*WORK REQUEST:*
Without the pictures, retype each line below exactly as it stands.

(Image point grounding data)
■ ■ ■ ■ ■ ■ ■

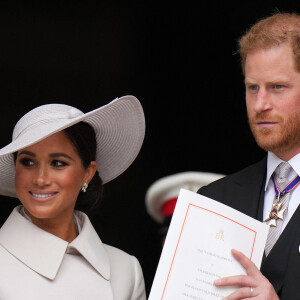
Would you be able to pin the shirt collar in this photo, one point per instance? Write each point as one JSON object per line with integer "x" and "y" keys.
{"x": 273, "y": 161}
{"x": 43, "y": 252}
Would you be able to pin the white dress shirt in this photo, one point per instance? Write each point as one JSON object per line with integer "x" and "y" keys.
{"x": 272, "y": 163}
{"x": 37, "y": 265}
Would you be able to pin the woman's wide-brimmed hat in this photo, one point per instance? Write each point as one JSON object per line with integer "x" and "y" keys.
{"x": 119, "y": 127}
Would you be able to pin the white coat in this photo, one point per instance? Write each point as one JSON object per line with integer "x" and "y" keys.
{"x": 37, "y": 265}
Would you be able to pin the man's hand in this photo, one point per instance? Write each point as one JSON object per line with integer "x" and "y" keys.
{"x": 261, "y": 287}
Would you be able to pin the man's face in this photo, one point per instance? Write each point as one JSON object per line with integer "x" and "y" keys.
{"x": 273, "y": 100}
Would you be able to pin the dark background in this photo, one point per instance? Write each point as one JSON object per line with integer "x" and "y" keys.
{"x": 177, "y": 57}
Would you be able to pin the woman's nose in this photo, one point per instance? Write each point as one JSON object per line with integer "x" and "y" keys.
{"x": 41, "y": 176}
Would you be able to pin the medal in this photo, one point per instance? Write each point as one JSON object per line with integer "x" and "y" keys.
{"x": 276, "y": 212}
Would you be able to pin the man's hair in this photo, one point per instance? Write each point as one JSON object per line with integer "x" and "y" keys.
{"x": 271, "y": 31}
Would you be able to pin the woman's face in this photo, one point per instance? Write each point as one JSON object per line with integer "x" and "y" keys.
{"x": 49, "y": 176}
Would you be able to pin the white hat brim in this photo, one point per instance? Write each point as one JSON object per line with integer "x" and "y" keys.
{"x": 120, "y": 130}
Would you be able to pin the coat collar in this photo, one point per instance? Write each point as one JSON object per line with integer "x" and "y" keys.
{"x": 43, "y": 252}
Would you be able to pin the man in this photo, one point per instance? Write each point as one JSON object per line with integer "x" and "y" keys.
{"x": 270, "y": 53}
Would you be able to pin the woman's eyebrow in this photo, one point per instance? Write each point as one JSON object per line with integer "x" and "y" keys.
{"x": 26, "y": 152}
{"x": 60, "y": 154}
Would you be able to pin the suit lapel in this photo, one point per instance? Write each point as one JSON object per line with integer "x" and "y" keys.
{"x": 247, "y": 186}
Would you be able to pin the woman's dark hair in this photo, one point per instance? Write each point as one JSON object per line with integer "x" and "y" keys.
{"x": 83, "y": 137}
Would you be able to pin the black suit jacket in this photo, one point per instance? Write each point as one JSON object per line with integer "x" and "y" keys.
{"x": 244, "y": 191}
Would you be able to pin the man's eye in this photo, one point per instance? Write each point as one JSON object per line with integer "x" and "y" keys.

■ ■ ■ ■ ■ ■ ■

*RESULT FOR THIS EXERCISE:*
Would you be able to pin the shirt collar in this photo, one point per instance? Write each point as one JSON object per line with integer "x" and "y" keys.
{"x": 273, "y": 161}
{"x": 43, "y": 252}
Would you be able to pin the white dress shirt in this photo, one point per instance? Write each point as one JSON object per line with integer "x" and "y" keys.
{"x": 272, "y": 163}
{"x": 37, "y": 265}
Would you be able to pin the woman's wide-brimmed hat in this photo, one point per instance? Write each point as one JSON object per line with integer "x" and "y" keys.
{"x": 119, "y": 127}
Would you be able to pin the white coat in this photo, one point per instance? Write each point as one JSON object per line with integer "x" and "y" keys.
{"x": 37, "y": 265}
Would you be able to pin the man's hand in this photo, one point per instance? Write each point as one JSON object per line with integer "x" and "y" keys.
{"x": 261, "y": 287}
Would you be able to pin the man's face in this photo, one point per instance? Write each point as one JSON object per line with integer "x" and "y" keys.
{"x": 273, "y": 100}
Would you be able to pin the dark background in this photo, one point per instance? Write each point as one JSON object per line with integer "x" and "y" keys.
{"x": 177, "y": 57}
Would you be able to pin the woman's nose in this photo, one point per instance? Write each point as one JSON object per line with integer "x" and "y" keys.
{"x": 41, "y": 176}
Would you be able to pin the medal in this photo, one point per instance? Write each point as one JSON object per line with integer "x" and "y" keys.
{"x": 276, "y": 212}
Would you be able to pin the man's hair in this photo, one point per instance? Write each point as one JSON object per line with integer "x" and "y" keys.
{"x": 271, "y": 31}
Would you be able to pin the woman's face in this photo, one point per instance? Write each point as one JSON object per line with integer "x" and "y" keys.
{"x": 49, "y": 176}
Would you be able to pin the white hat brim in this photo, one point per instance? Write each point as one JSON object per line with integer "x" and "y" keys.
{"x": 120, "y": 130}
Would you be able to pin the coat collar in this photo, one point per instance? Write each point as one JSON object per line with integer "x" and "y" keys.
{"x": 43, "y": 252}
Would you be able to pin the man in this photo, one point per instance? Write each point as one JSON object per line with integer "x" and "y" keys.
{"x": 270, "y": 53}
Would you be able to pin the woman's eyebrow in this photo, one point per instance? Write each point as one JSON object per line with integer "x" and "y" keys.
{"x": 26, "y": 152}
{"x": 60, "y": 154}
Would you be able to pin the suit lapel in this photo, one point per instance? Write each point as one JSON object per line with integer "x" and "y" keys.
{"x": 247, "y": 186}
Would you be able to pin the woman's dark hair in this photo, one point per instance? Write each point as one JSON object per line with integer "x" and "y" keys.
{"x": 83, "y": 137}
Would you be able to pin the black suit jacket in this photo, one point per instance? Write each point as one JSON object per line with integer "x" and "y" keys.
{"x": 244, "y": 191}
Would you be able to pin the man's eye in this photo, one point per instance? Write each point as one JSON object per line with integer "x" and "y" keys.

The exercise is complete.